[Data for review — start]

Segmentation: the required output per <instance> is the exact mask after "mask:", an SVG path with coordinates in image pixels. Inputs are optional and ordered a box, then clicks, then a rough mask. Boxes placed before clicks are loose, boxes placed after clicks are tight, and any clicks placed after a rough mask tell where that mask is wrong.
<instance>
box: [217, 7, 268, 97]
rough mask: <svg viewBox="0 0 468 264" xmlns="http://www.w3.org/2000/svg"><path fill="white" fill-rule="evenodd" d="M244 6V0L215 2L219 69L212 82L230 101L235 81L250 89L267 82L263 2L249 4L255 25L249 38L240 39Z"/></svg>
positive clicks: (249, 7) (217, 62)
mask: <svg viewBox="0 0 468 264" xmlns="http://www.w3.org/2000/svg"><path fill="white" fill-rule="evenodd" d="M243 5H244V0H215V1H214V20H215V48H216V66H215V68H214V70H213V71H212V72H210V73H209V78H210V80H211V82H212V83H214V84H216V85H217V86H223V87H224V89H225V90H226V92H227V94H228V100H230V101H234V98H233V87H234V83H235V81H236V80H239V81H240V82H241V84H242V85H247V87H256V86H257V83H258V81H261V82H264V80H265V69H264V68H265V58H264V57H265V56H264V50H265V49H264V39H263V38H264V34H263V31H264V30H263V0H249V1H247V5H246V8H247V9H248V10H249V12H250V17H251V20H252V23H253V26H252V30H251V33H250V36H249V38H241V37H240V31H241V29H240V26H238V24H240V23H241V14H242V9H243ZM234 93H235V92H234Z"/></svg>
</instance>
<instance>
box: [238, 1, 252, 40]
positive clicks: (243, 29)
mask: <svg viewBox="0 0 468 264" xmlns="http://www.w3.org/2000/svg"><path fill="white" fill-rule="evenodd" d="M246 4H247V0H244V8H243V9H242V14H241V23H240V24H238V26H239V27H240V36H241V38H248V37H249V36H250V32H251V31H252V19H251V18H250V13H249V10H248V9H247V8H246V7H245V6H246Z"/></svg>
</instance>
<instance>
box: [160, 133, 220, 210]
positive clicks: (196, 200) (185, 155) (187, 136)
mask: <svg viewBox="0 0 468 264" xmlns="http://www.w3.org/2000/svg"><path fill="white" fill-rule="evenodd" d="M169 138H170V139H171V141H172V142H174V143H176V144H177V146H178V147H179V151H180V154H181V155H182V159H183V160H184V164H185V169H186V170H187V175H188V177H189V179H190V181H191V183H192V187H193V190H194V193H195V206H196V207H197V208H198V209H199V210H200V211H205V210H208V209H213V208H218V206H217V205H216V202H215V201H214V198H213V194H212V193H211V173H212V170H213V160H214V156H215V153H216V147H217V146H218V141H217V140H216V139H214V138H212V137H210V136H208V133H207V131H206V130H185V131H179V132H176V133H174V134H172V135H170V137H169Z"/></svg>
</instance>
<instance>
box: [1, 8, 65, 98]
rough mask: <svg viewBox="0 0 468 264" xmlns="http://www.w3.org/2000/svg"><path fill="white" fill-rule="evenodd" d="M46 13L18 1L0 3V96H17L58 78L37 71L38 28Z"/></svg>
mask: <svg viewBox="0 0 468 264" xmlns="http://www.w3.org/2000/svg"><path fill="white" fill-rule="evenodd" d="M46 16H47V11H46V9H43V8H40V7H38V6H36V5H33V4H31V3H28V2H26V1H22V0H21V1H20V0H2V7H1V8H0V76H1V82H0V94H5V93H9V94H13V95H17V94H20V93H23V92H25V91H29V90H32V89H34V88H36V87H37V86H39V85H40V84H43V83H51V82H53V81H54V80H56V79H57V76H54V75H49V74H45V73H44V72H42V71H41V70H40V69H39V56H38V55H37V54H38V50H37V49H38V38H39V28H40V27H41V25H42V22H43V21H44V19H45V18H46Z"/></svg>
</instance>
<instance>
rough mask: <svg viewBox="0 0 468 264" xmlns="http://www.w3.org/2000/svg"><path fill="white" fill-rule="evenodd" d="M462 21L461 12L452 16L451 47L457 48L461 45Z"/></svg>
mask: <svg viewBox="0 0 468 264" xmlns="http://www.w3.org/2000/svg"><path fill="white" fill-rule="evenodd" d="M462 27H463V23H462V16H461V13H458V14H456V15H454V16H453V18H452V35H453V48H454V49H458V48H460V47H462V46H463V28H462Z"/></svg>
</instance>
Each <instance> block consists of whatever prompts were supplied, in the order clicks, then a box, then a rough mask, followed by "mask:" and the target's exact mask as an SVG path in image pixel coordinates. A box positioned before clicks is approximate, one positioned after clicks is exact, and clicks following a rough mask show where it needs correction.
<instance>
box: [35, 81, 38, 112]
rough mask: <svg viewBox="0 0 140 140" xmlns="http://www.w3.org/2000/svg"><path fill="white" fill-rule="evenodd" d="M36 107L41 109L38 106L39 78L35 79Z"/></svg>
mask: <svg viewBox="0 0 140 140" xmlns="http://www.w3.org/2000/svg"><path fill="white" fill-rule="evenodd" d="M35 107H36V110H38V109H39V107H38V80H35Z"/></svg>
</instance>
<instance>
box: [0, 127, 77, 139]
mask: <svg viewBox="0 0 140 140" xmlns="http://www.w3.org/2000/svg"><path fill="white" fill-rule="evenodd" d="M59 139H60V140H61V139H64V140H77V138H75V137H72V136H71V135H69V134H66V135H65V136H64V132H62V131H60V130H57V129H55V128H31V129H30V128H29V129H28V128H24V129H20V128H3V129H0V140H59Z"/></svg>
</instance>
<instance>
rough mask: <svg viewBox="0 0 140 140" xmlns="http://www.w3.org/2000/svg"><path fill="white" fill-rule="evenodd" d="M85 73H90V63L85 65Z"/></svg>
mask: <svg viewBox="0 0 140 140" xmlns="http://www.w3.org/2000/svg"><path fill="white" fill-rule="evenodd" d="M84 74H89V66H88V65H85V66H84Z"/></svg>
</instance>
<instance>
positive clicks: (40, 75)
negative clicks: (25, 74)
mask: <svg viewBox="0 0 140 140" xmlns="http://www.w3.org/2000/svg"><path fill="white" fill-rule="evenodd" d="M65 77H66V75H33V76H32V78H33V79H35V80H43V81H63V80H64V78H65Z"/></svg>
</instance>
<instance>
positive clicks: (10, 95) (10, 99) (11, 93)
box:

[Data for review — finish]

Assignment: The records above should be duplicated in full, exactly as given.

Solution:
Segmentation: the required output per <instance> is the exact mask after "mask:", an SVG path with coordinates in image pixels. Inputs are optional and ordered a box, then clicks, then a rough mask. Boxes placed before clicks are loose, boxes placed after clicks are tight, and any clicks placed after a rough mask tell where that mask is wrong.
<instance>
box: [217, 7, 268, 97]
rough mask: <svg viewBox="0 0 468 264" xmlns="http://www.w3.org/2000/svg"><path fill="white" fill-rule="evenodd" d="M244 6V0L215 2L219 69L212 82L230 101L235 81L250 89L267 82L263 2L249 4L255 25L249 38L240 39Z"/></svg>
positive clicks: (249, 7) (217, 62)
mask: <svg viewBox="0 0 468 264" xmlns="http://www.w3.org/2000/svg"><path fill="white" fill-rule="evenodd" d="M243 5H244V0H215V1H214V20H215V48H216V66H215V68H214V70H213V71H212V72H210V73H209V78H210V80H211V82H212V83H214V84H216V85H217V86H223V87H224V89H225V90H226V92H227V94H228V100H230V101H234V98H233V87H234V83H235V81H236V80H239V81H240V82H241V84H242V85H247V87H256V86H257V83H258V81H261V82H264V80H265V69H264V68H265V58H264V57H265V56H264V50H265V49H264V39H263V38H264V34H263V31H264V30H263V0H249V1H247V5H246V8H247V9H248V10H249V12H250V17H251V20H252V23H253V26H252V30H251V33H250V36H249V38H241V37H240V31H241V29H240V26H238V24H240V23H241V14H242V9H243ZM234 93H235V92H234Z"/></svg>
</instance>
<instance>
box: [238, 1, 252, 40]
positive clicks: (243, 29)
mask: <svg viewBox="0 0 468 264" xmlns="http://www.w3.org/2000/svg"><path fill="white" fill-rule="evenodd" d="M246 4H247V0H244V8H243V9H242V14H241V23H240V24H238V26H239V27H240V36H241V38H248V37H249V36H250V32H251V31H252V19H251V18H250V13H249V10H248V9H247V8H246V7H245V6H246Z"/></svg>
</instance>
<instance>
box: [160, 133, 220, 210]
positive clicks: (196, 200) (185, 155) (187, 136)
mask: <svg viewBox="0 0 468 264" xmlns="http://www.w3.org/2000/svg"><path fill="white" fill-rule="evenodd" d="M169 138H170V139H171V141H172V142H174V143H176V144H177V146H178V147H179V151H180V154H181V155H182V159H183V160H184V164H185V169H186V170H187V175H188V177H189V179H190V181H191V183H192V187H193V190H194V193H195V206H196V207H197V208H198V209H199V210H200V211H205V210H208V209H213V208H218V206H217V205H216V202H215V201H214V198H213V194H212V193H211V173H212V170H213V160H214V156H215V153H216V147H217V146H218V141H217V140H216V139H214V138H212V137H210V136H208V133H207V131H206V130H185V131H179V132H176V133H174V134H172V135H170V137H169Z"/></svg>
</instance>
<instance>
box: [1, 8, 65, 98]
rough mask: <svg viewBox="0 0 468 264" xmlns="http://www.w3.org/2000/svg"><path fill="white" fill-rule="evenodd" d="M46 13L18 1L0 3V96H17L58 78L37 71L38 28Z"/></svg>
mask: <svg viewBox="0 0 468 264" xmlns="http://www.w3.org/2000/svg"><path fill="white" fill-rule="evenodd" d="M46 16H47V11H46V9H43V8H40V7H38V6H36V5H33V4H31V3H28V2H26V1H22V0H21V1H20V0H2V7H1V8H0V76H1V82H0V94H5V93H9V94H13V95H17V94H20V93H23V92H25V91H29V90H32V89H34V88H36V87H37V86H39V85H40V84H43V83H51V82H53V81H54V80H56V79H57V76H54V75H49V74H45V73H44V72H42V71H41V70H40V69H39V56H38V55H37V54H38V50H37V49H38V38H39V28H40V27H41V25H42V22H43V21H44V19H45V18H46Z"/></svg>
</instance>
<instance>
rough mask: <svg viewBox="0 0 468 264" xmlns="http://www.w3.org/2000/svg"><path fill="white" fill-rule="evenodd" d="M462 21L461 12L452 16L451 47L457 48L461 45Z"/></svg>
mask: <svg viewBox="0 0 468 264" xmlns="http://www.w3.org/2000/svg"><path fill="white" fill-rule="evenodd" d="M462 27H463V23H462V16H461V13H458V14H456V15H454V16H453V18H452V35H453V48H454V49H458V48H460V47H462V46H463V28H462Z"/></svg>
</instance>
Each <instance> block consists of whatever prompts were supplied, in the order clicks, then a box, then a rough mask, followed by "mask:" and the target's exact mask as an SVG path in image pixel coordinates. A box positioned before clicks is approximate, one positioned after clicks is exact, and clicks following a rough mask show where it needs correction.
<instance>
box: [35, 81, 38, 112]
rough mask: <svg viewBox="0 0 140 140" xmlns="http://www.w3.org/2000/svg"><path fill="white" fill-rule="evenodd" d="M36 107L41 109L38 106L39 78L35 79Z"/></svg>
mask: <svg viewBox="0 0 140 140" xmlns="http://www.w3.org/2000/svg"><path fill="white" fill-rule="evenodd" d="M35 107H36V110H38V109H39V107H38V80H35Z"/></svg>
</instance>
<instance>
box: [0, 127, 77, 139]
mask: <svg viewBox="0 0 140 140" xmlns="http://www.w3.org/2000/svg"><path fill="white" fill-rule="evenodd" d="M59 139H60V140H61V139H64V140H77V138H75V137H72V136H71V135H69V134H66V135H65V136H64V132H62V131H60V130H57V129H55V128H31V129H30V128H29V129H28V128H24V129H20V128H3V129H0V140H59Z"/></svg>
</instance>
<instance>
rough mask: <svg viewBox="0 0 140 140" xmlns="http://www.w3.org/2000/svg"><path fill="white" fill-rule="evenodd" d="M85 73H90V63L85 65Z"/></svg>
mask: <svg viewBox="0 0 140 140" xmlns="http://www.w3.org/2000/svg"><path fill="white" fill-rule="evenodd" d="M84 74H89V66H88V65H85V66H84Z"/></svg>
</instance>
<instance>
positive clicks: (40, 75)
negative clicks: (25, 74)
mask: <svg viewBox="0 0 140 140" xmlns="http://www.w3.org/2000/svg"><path fill="white" fill-rule="evenodd" d="M65 77H66V75H33V76H32V78H33V79H35V80H43V81H63V80H64V78H65Z"/></svg>
</instance>
<instance>
positive clicks: (10, 95) (10, 99) (11, 93)
box:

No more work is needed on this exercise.